(Rows from a dataset)
━━━
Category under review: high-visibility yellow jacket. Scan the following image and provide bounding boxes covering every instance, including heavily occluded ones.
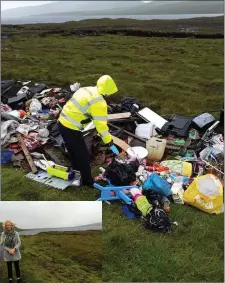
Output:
[58,75,117,144]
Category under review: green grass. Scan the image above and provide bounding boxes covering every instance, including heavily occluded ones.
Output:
[2,16,224,34]
[2,27,224,282]
[103,203,224,282]
[0,231,102,283]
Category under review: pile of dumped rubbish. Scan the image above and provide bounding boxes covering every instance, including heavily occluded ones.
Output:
[1,80,224,232]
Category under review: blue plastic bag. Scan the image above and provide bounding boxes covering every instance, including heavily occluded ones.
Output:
[1,148,14,164]
[142,173,172,197]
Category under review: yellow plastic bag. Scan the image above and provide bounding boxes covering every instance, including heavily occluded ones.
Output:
[183,174,223,214]
[160,160,192,177]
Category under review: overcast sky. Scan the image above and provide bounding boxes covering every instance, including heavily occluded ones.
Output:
[0,201,102,229]
[1,1,58,11]
[1,1,151,11]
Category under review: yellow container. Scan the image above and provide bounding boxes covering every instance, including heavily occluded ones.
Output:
[146,137,166,161]
[183,174,223,214]
[160,160,192,177]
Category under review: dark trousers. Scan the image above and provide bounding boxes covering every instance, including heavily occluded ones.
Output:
[7,260,20,279]
[59,123,94,186]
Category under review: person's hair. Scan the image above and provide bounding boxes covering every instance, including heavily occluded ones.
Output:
[2,220,16,230]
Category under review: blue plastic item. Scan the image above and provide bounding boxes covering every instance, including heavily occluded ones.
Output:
[122,204,136,219]
[1,148,14,164]
[94,179,138,204]
[142,173,172,197]
[110,144,120,155]
[39,109,49,114]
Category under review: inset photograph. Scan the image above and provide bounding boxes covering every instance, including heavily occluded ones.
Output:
[0,202,102,283]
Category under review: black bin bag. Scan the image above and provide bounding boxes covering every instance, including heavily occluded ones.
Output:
[104,158,139,186]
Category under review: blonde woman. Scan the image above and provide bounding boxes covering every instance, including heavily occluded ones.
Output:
[0,220,21,283]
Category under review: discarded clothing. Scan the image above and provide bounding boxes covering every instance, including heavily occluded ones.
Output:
[1,120,20,145]
[143,173,172,197]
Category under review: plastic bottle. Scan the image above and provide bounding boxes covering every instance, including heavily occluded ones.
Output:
[162,197,170,212]
[99,167,105,174]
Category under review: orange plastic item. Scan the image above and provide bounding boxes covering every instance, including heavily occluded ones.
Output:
[145,164,169,172]
[19,110,26,118]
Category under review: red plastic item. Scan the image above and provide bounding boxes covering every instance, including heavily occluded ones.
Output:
[19,110,26,118]
[9,144,20,149]
[145,164,169,172]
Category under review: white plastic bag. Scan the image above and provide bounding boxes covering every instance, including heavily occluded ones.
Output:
[29,98,42,115]
[135,123,157,140]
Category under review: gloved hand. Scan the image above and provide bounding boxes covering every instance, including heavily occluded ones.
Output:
[109,144,119,155]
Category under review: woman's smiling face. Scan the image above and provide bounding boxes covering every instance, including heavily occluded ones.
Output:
[5,222,12,231]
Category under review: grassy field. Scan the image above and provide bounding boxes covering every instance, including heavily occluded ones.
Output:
[0,231,102,283]
[2,31,223,200]
[2,21,224,282]
[2,16,224,34]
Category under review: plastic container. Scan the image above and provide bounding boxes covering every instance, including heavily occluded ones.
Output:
[1,148,14,164]
[146,137,166,161]
[127,146,148,160]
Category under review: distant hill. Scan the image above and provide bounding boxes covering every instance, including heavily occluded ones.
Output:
[1,1,141,19]
[0,222,21,233]
[38,1,224,17]
[1,1,224,20]
[0,231,102,283]
[0,222,102,235]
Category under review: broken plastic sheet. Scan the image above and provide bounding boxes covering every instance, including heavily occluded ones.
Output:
[25,170,74,190]
[135,122,157,140]
[137,107,168,129]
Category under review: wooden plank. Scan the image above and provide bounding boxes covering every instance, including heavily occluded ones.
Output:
[17,134,38,174]
[108,112,131,121]
[112,136,130,151]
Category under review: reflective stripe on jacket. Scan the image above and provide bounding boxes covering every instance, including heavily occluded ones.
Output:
[59,87,112,144]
━━━
Render the lines from the first one up to and including the line with "[58,75,117,144]" as a Markdown table with the columns No. and Line, skipping blank lines. Leave the pictures out of the answer.

| No. | Line |
|---|---|
| 1 | Category under review: high-visibility yellow jacket. Scan the following image and provide bounding boxes covering every instance, including heavily occluded ones. |
| 2 | Output: |
| 3 | [58,75,117,144] |